▶ [Aufgabenstellung]:
Aktualisiere die folgenden Daten und gib sie vollständig wieder. Ersetze dabei überall „Found at“ durch „Position“ und lass alles Übrige unverändert.

▶ [Eingabedaten]:

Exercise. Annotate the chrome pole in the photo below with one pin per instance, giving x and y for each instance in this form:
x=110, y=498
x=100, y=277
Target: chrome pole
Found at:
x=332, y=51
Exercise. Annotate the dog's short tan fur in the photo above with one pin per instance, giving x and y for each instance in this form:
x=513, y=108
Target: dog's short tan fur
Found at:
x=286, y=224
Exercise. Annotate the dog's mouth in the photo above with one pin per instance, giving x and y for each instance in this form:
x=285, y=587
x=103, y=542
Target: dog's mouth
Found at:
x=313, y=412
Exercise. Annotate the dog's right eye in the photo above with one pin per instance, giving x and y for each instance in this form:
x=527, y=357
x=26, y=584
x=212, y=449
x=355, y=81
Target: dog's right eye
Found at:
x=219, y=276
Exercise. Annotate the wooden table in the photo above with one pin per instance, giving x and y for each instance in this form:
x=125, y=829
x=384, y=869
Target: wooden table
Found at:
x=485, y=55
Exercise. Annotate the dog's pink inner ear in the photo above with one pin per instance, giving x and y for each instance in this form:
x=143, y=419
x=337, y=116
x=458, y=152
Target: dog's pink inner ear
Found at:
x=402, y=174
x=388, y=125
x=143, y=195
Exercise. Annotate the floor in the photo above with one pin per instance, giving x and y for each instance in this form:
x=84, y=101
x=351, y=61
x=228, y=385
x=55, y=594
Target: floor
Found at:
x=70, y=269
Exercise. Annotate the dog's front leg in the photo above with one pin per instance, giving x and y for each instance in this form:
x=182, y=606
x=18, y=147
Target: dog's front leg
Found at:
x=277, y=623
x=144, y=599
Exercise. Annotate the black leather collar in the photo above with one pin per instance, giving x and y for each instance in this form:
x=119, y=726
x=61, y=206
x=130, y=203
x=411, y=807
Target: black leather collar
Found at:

▶ [Lösung]:
Exercise. Annotate the chrome pole in the photo below with one pin per instance, giving x and y for each instance in this form:
x=110, y=498
x=100, y=277
Target: chrome pole
Position:
x=332, y=51
Exercise. Annotate the dog's short tan fur in the photo above with one pin per instance, giving x and y for each instance in this form:
x=513, y=108
Target: dog's short tan fur
Position:
x=286, y=224
Exercise. Annotate the dog's mouth in the photo above with one pin per instance, giving x and y for each instance in this form:
x=285, y=587
x=103, y=542
Target: dog's mouth
Position:
x=313, y=412
Exercise. Annotate the dog's right eye in the photo above with one pin per instance, giving x and y for each instance in this form:
x=527, y=357
x=26, y=584
x=212, y=449
x=355, y=81
Target: dog's right eye
Position:
x=219, y=276
Exercise. Annotate the wooden table in the photo above with one pin per instance, giving x and y for each instance in this form:
x=125, y=829
x=384, y=869
Target: wooden table
Position:
x=485, y=55
Exercise. Annotate the dog's pink inner ear in the photo above with one pin per instance, giving x and y for each instance in this form:
x=143, y=419
x=337, y=116
x=458, y=152
Target: dog's pink inner ear
Position:
x=402, y=174
x=388, y=125
x=143, y=195
Exercise. Annotate the floor in the photo above with one pin per instance, giving x and y for each instance in this form:
x=84, y=101
x=351, y=61
x=228, y=385
x=55, y=594
Target: floor
Position:
x=70, y=269
Exercise. Annotate the dog's front leg in the photo above with one pin per instance, giving x and y for each instance in this form:
x=182, y=606
x=18, y=147
Target: dog's front leg
Position:
x=277, y=623
x=144, y=599
Exercise. Annotate the black leather collar in the photo above with one pin per instance, giving x and y for each instance in this form:
x=119, y=726
x=61, y=206
x=130, y=203
x=411, y=807
Target: black leather collar
Position:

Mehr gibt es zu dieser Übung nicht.